• What to produce
Continue the forum thread about using a tiller to level high spots in a lawn from where it stops.

====== Text excerpt

# Tiller



## CenlaLowell (Apr 21, 2017)

Has anyone ever used a tiller to get rid of high spots? Pros and cons please


----------



## Mightyquinn (Jan 31, 2017)

I guess if you have a lot of them it would get the job done as you would have firm ground after you are done. Depending on how big of an area you are talking about you could look into renting a Dingo and a Harley Rake as that would get the job done and you wouldn't have to man handle to machine as much.


----------



## SWB (Sep 22, 2018)

I tilled a 14k area years ago. After tilling the dirt was like flour. I found that it packed back down pretty quickly from driving a tractor pulling a chain harrow over it. When the time came to do a little over an acre in the back I opted for a Harley rake. Much much better and a lot less work.


----------



## CenlaLowell (Apr 21, 2017)

The area is probably 10x30 at best. This is to much for me to use a shovel which would be the cheapest way but much more work


----------



## Mightyquinn (Jan 31, 2017)

I think a tiller would be perfect for that sized space.


----------



## SWB (Sep 22, 2018)

============
====== Dataset extract

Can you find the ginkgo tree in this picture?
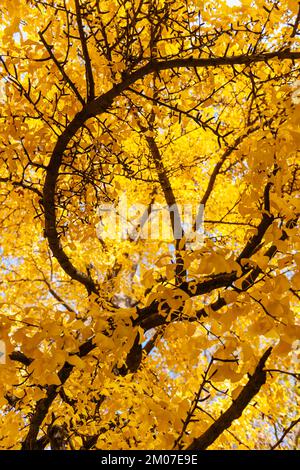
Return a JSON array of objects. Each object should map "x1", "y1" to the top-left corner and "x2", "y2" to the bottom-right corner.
[{"x1": 0, "y1": 0, "x2": 300, "y2": 450}]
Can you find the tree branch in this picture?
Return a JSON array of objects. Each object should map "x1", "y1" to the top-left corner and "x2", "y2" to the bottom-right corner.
[{"x1": 187, "y1": 348, "x2": 272, "y2": 450}]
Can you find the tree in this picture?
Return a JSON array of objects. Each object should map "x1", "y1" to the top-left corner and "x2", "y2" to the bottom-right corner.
[{"x1": 0, "y1": 0, "x2": 300, "y2": 449}]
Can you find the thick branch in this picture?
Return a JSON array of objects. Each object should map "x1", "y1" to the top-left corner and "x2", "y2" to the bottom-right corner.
[{"x1": 187, "y1": 348, "x2": 272, "y2": 450}]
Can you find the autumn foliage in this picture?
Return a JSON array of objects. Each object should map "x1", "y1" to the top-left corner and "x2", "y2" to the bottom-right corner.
[{"x1": 0, "y1": 0, "x2": 300, "y2": 450}]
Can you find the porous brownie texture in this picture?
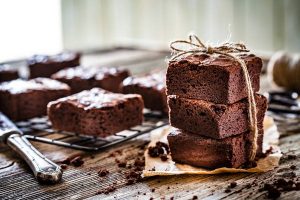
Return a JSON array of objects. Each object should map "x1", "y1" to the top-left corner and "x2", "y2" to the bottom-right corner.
[
  {"x1": 0, "y1": 78, "x2": 70, "y2": 121},
  {"x1": 48, "y1": 88, "x2": 144, "y2": 137},
  {"x1": 166, "y1": 54, "x2": 262, "y2": 104},
  {"x1": 122, "y1": 72, "x2": 168, "y2": 113},
  {"x1": 51, "y1": 66, "x2": 129, "y2": 93},
  {"x1": 27, "y1": 52, "x2": 80, "y2": 78},
  {"x1": 168, "y1": 129, "x2": 263, "y2": 169},
  {"x1": 168, "y1": 94, "x2": 267, "y2": 139},
  {"x1": 0, "y1": 64, "x2": 19, "y2": 82}
]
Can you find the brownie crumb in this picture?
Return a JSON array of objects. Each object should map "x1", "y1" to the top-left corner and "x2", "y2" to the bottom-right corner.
[
  {"x1": 290, "y1": 165, "x2": 297, "y2": 170},
  {"x1": 225, "y1": 188, "x2": 231, "y2": 193},
  {"x1": 229, "y1": 181, "x2": 237, "y2": 188},
  {"x1": 159, "y1": 154, "x2": 168, "y2": 161},
  {"x1": 97, "y1": 186, "x2": 117, "y2": 194},
  {"x1": 60, "y1": 164, "x2": 68, "y2": 170},
  {"x1": 287, "y1": 154, "x2": 297, "y2": 160},
  {"x1": 118, "y1": 161, "x2": 127, "y2": 168},
  {"x1": 98, "y1": 169, "x2": 109, "y2": 177},
  {"x1": 70, "y1": 156, "x2": 84, "y2": 167}
]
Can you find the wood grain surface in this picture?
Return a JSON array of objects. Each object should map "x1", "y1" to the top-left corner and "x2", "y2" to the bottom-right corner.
[{"x1": 0, "y1": 50, "x2": 300, "y2": 199}]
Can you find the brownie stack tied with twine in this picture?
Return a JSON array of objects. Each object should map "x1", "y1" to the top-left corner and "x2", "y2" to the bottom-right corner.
[{"x1": 166, "y1": 35, "x2": 267, "y2": 169}]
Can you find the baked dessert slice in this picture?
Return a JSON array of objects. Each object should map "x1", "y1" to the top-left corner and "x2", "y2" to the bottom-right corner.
[
  {"x1": 122, "y1": 72, "x2": 168, "y2": 113},
  {"x1": 168, "y1": 94, "x2": 267, "y2": 139},
  {"x1": 51, "y1": 66, "x2": 129, "y2": 93},
  {"x1": 168, "y1": 129, "x2": 263, "y2": 169},
  {"x1": 166, "y1": 54, "x2": 262, "y2": 104},
  {"x1": 27, "y1": 52, "x2": 80, "y2": 78},
  {"x1": 0, "y1": 78, "x2": 70, "y2": 121},
  {"x1": 48, "y1": 88, "x2": 144, "y2": 137},
  {"x1": 0, "y1": 64, "x2": 19, "y2": 82}
]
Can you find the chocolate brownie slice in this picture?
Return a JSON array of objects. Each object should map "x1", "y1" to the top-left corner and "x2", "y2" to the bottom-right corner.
[
  {"x1": 48, "y1": 88, "x2": 144, "y2": 137},
  {"x1": 122, "y1": 72, "x2": 168, "y2": 113},
  {"x1": 167, "y1": 54, "x2": 262, "y2": 104},
  {"x1": 51, "y1": 66, "x2": 129, "y2": 93},
  {"x1": 168, "y1": 129, "x2": 263, "y2": 169},
  {"x1": 0, "y1": 65, "x2": 19, "y2": 82},
  {"x1": 168, "y1": 94, "x2": 267, "y2": 139},
  {"x1": 27, "y1": 52, "x2": 80, "y2": 78},
  {"x1": 0, "y1": 78, "x2": 70, "y2": 121}
]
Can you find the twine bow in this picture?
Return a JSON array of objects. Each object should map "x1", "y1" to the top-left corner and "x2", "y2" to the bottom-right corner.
[{"x1": 170, "y1": 35, "x2": 258, "y2": 161}]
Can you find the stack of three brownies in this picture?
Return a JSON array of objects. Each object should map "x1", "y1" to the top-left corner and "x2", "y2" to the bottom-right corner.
[{"x1": 166, "y1": 54, "x2": 267, "y2": 168}]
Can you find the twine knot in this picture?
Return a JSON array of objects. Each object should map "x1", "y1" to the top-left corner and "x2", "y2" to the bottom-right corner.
[{"x1": 170, "y1": 35, "x2": 258, "y2": 161}]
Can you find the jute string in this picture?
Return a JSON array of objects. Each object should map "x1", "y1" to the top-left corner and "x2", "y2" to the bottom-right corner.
[{"x1": 170, "y1": 35, "x2": 258, "y2": 161}]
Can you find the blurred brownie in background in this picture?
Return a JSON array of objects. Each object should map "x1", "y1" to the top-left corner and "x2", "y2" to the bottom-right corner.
[
  {"x1": 0, "y1": 78, "x2": 70, "y2": 121},
  {"x1": 48, "y1": 88, "x2": 144, "y2": 137},
  {"x1": 51, "y1": 66, "x2": 129, "y2": 93},
  {"x1": 121, "y1": 72, "x2": 168, "y2": 113},
  {"x1": 27, "y1": 52, "x2": 80, "y2": 78},
  {"x1": 0, "y1": 64, "x2": 19, "y2": 82}
]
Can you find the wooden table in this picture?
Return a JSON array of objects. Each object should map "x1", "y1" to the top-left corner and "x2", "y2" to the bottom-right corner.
[{"x1": 0, "y1": 49, "x2": 300, "y2": 199}]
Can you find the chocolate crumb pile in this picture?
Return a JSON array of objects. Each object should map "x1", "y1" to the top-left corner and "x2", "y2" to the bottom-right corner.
[
  {"x1": 98, "y1": 169, "x2": 109, "y2": 177},
  {"x1": 148, "y1": 142, "x2": 170, "y2": 161},
  {"x1": 259, "y1": 175, "x2": 300, "y2": 198}
]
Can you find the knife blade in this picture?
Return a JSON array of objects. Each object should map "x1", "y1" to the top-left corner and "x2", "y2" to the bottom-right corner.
[{"x1": 0, "y1": 112, "x2": 62, "y2": 183}]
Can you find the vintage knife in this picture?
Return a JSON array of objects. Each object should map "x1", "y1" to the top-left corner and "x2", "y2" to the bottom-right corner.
[{"x1": 0, "y1": 112, "x2": 62, "y2": 183}]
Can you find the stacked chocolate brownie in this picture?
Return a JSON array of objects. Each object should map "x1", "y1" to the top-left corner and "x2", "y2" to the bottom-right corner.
[{"x1": 166, "y1": 54, "x2": 267, "y2": 168}]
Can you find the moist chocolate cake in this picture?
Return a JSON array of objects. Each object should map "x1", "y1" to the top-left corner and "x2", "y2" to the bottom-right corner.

============

• Result
CenlaLowell said:


> The area is probably 10x30 at best. This is to much for me to use a shovel which would be the cheapest way but much more work


I'd research the cost for a bobcat with an operator. If that was cost prohibitive then look at a Dingo.


----------



## AllisonN (Jul 4, 2020)

Would work great to fine tune a area as you will have loose soil to rake around.


----------



## CenlaLowell (Apr 21, 2017)

AllisonN said:


> Would work great to fine tune a area as you will have loose soil to rake around.


I've never used one but in the spring I'll rent one from home Depot and get after it.


----------



## Mightyquinn (Jan 31, 2017)

So you are going with a Tiller?


----------



## CenlaLowell (Apr 21, 2017)

Mightyquinn said:


> So you are going with a Tiller?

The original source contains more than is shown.